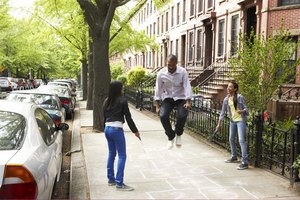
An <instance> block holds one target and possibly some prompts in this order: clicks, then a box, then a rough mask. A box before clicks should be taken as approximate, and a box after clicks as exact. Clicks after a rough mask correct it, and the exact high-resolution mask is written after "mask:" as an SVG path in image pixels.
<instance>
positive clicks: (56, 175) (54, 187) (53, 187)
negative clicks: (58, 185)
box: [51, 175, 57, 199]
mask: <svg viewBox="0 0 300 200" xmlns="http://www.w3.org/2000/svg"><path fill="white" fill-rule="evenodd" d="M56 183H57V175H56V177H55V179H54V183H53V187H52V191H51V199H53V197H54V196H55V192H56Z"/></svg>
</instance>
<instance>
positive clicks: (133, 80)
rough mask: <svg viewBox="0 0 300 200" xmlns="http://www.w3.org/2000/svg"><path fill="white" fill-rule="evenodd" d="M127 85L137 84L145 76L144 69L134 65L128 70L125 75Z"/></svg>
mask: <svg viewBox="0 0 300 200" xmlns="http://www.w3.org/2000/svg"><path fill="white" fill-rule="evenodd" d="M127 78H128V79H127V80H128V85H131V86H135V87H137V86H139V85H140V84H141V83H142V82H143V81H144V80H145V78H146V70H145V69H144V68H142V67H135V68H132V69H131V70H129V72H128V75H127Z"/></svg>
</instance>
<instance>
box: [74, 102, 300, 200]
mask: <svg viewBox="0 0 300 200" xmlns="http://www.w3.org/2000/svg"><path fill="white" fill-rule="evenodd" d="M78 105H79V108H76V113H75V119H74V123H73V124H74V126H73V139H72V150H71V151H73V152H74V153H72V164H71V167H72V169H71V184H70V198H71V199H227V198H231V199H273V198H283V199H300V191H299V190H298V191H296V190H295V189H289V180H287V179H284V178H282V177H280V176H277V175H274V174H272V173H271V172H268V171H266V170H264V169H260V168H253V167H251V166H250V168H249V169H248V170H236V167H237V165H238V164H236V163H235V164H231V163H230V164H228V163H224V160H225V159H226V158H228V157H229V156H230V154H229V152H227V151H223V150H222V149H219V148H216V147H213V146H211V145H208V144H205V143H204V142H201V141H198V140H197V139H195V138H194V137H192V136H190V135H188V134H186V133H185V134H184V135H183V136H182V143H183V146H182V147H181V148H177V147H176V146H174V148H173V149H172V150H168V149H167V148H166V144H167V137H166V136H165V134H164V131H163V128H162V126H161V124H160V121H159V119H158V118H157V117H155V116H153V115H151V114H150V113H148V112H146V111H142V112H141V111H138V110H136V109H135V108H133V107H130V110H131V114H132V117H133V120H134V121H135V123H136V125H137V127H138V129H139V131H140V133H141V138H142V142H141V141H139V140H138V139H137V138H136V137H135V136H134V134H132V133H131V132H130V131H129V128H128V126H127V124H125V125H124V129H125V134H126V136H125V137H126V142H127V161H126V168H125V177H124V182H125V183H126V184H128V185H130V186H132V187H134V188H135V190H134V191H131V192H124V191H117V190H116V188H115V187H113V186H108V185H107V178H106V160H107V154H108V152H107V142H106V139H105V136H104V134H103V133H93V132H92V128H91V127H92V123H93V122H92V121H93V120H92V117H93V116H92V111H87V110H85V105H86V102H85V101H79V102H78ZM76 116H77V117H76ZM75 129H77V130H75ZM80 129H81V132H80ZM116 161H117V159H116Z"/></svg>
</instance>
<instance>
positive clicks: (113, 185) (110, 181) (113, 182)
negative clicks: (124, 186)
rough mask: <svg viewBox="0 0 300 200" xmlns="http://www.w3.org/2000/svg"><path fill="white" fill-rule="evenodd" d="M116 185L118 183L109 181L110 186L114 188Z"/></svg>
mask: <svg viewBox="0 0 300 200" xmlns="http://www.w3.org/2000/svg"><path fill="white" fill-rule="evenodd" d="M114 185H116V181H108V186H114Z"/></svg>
● ● ● ● ●
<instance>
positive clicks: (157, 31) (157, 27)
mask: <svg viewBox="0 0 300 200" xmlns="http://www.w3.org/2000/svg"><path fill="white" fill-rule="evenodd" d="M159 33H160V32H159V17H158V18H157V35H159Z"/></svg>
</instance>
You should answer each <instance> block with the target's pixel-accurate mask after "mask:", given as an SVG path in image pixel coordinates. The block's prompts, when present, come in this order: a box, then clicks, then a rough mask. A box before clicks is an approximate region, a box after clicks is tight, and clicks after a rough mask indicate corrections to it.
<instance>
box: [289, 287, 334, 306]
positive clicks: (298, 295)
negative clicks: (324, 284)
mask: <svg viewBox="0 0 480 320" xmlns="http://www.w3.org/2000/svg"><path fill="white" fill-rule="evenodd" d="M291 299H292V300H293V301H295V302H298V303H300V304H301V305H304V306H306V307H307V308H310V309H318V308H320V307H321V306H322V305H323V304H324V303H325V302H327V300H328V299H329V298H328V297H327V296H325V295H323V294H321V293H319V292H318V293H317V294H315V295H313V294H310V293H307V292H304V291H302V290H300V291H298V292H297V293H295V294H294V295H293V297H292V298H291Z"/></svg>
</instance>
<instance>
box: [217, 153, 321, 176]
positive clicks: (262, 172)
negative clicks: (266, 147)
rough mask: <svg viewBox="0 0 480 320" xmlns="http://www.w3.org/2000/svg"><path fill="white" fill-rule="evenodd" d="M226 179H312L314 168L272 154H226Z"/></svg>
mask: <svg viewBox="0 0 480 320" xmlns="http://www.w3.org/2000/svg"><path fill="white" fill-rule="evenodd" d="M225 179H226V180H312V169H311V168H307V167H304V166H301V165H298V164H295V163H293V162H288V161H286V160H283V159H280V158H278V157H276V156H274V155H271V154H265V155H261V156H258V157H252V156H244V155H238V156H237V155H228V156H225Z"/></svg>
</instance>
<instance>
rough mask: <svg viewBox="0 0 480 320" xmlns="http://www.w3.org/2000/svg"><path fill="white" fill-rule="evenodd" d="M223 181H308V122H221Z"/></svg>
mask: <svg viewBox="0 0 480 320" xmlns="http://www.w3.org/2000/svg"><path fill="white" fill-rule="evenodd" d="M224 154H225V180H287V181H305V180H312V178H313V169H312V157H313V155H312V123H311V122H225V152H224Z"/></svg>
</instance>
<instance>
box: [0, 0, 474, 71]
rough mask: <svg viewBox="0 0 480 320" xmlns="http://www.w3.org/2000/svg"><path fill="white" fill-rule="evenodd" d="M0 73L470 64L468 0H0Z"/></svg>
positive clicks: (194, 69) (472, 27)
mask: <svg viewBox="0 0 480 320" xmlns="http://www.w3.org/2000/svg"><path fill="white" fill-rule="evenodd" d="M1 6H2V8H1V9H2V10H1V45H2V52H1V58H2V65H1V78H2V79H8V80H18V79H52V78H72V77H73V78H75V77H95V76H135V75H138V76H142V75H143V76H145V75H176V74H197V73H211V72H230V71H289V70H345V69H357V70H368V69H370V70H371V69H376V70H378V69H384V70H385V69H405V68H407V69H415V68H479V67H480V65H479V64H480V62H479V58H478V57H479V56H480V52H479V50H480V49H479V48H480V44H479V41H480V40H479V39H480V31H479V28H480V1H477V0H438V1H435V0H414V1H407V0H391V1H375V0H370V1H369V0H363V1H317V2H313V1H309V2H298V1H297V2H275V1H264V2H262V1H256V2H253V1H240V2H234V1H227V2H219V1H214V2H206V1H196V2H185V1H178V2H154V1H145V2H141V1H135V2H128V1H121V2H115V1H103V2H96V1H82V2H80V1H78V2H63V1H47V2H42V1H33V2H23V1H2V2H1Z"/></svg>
● ● ● ● ●
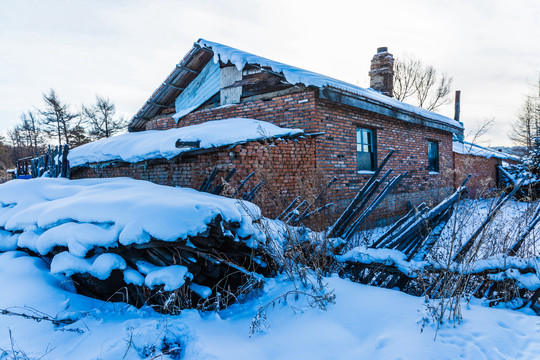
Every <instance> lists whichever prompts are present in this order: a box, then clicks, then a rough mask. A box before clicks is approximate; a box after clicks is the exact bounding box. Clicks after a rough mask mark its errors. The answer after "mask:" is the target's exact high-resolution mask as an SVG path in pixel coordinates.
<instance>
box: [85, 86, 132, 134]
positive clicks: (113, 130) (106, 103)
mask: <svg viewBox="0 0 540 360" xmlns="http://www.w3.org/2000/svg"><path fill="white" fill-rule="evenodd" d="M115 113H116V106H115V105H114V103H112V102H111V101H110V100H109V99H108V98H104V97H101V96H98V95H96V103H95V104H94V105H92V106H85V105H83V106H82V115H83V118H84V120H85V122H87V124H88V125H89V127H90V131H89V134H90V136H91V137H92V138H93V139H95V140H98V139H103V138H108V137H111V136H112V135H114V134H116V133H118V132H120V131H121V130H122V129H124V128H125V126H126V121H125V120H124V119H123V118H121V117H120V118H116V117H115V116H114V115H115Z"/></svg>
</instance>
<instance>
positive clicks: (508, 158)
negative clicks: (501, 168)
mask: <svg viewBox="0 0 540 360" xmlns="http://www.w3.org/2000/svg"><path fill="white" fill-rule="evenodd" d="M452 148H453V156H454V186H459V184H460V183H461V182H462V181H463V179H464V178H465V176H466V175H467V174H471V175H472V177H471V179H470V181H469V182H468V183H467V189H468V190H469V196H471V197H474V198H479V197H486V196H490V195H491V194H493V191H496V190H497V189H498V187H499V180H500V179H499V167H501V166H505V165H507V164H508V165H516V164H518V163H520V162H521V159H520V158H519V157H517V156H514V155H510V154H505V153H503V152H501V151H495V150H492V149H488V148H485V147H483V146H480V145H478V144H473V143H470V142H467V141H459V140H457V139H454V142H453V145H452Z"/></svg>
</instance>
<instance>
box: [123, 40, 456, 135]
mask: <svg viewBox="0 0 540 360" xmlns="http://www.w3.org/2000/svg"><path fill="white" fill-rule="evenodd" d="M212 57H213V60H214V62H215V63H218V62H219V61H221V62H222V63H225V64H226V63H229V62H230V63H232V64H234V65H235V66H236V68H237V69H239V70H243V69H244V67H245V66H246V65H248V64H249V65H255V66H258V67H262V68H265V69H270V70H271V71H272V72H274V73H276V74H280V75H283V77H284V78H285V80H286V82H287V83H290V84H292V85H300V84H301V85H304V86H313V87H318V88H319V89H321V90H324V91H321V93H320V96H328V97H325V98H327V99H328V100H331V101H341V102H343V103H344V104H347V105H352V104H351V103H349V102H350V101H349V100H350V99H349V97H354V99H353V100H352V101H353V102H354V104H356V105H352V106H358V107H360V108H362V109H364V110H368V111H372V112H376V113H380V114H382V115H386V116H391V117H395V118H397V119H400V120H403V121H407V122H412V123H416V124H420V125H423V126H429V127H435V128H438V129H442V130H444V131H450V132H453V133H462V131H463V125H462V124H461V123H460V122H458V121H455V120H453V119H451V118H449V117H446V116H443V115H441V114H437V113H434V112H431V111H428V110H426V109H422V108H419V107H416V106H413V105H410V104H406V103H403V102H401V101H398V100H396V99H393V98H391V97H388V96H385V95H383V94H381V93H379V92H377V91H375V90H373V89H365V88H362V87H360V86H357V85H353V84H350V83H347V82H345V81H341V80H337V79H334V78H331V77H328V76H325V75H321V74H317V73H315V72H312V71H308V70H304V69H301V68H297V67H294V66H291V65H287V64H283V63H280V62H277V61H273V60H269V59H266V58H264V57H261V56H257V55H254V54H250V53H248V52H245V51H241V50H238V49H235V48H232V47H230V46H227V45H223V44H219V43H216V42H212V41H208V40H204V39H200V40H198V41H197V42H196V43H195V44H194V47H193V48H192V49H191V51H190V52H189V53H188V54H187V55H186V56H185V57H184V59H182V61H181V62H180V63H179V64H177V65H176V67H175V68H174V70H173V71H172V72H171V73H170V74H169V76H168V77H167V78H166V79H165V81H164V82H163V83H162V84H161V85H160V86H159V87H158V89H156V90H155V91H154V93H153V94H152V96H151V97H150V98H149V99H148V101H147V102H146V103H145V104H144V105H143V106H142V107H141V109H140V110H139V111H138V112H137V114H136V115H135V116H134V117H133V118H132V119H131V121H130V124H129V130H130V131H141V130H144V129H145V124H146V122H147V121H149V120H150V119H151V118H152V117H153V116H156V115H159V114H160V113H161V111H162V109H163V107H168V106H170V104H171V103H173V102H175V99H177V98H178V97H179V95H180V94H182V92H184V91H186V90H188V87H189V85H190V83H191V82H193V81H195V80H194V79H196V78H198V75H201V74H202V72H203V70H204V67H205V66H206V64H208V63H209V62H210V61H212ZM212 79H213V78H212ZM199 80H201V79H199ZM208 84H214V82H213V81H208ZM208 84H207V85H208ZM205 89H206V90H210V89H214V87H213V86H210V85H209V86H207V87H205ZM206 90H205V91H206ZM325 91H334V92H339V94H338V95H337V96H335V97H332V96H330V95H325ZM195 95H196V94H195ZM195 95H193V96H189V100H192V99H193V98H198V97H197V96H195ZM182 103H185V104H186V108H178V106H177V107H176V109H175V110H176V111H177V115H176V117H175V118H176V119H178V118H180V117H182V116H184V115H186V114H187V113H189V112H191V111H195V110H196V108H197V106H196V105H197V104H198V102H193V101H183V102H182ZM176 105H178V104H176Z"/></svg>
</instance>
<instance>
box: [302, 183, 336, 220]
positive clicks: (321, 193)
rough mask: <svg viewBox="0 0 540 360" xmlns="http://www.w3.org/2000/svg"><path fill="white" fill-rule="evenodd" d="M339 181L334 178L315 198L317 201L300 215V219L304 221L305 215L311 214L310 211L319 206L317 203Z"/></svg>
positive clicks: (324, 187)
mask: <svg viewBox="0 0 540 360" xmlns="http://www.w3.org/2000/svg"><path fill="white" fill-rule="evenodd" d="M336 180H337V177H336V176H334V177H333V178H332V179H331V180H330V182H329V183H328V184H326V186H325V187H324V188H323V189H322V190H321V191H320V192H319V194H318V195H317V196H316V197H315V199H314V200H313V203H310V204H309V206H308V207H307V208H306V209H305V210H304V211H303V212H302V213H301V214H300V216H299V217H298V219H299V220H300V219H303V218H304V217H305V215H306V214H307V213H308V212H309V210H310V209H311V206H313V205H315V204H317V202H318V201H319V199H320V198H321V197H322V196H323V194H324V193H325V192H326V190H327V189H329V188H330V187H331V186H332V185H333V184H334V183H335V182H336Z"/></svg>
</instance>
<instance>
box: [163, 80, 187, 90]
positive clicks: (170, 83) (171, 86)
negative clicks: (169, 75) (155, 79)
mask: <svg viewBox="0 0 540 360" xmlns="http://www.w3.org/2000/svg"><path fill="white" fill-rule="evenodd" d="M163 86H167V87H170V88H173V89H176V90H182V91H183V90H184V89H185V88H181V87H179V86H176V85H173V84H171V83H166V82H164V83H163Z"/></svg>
● ● ● ● ●
* ACTION ITEM *
Find each line of the data above that holds the word "answer", then copy it.

* SOLVED EXERCISE *
You should answer each <instance> block with the target's pixel-accurate mask after "mask:", given as an SVG path in image pixel coordinates. The block's prompts, when present, come in this order: a box, then clicks, then a rough mask. A box before clicks is an approximate region, a box after clicks is tight, and clicks after a rough mask indicate corrections to it.
Every <instance> lists whichever prompts are present in this order: a box, then clicks, then a rough mask. A box before clicks is approximate; a box after clicks is the exact bounding box. Clicks after a rough mask mark its errors. The answer after "mask:" is the target's exact high-resolution mask as an SVG path in pixel coordinates.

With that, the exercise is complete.